-- START OF Extracted data --
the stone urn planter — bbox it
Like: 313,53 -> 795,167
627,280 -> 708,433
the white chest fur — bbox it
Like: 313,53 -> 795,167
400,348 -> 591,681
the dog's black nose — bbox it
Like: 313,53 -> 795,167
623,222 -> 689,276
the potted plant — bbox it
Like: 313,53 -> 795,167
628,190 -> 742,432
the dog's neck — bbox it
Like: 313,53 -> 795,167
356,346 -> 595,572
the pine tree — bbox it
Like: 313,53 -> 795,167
-- END OF Extracted data --
▶ [Set task]:
Please quote all of the records above word for word, changing nothing.

▶ [Output of the task]:
the stone urn planter — bbox it
Like: 313,53 -> 795,167
627,280 -> 708,433
the white chest fur — bbox it
Like: 313,53 -> 795,167
400,348 -> 591,681
the dog's black nose — bbox it
Like: 313,53 -> 795,167
623,222 -> 689,276
the potted plant — bbox it
Like: 313,53 -> 795,167
628,190 -> 742,432
the dog's neck — bbox it
Like: 313,53 -> 795,167
356,346 -> 595,572
the pine tree — bbox it
Like: 313,53 -> 795,167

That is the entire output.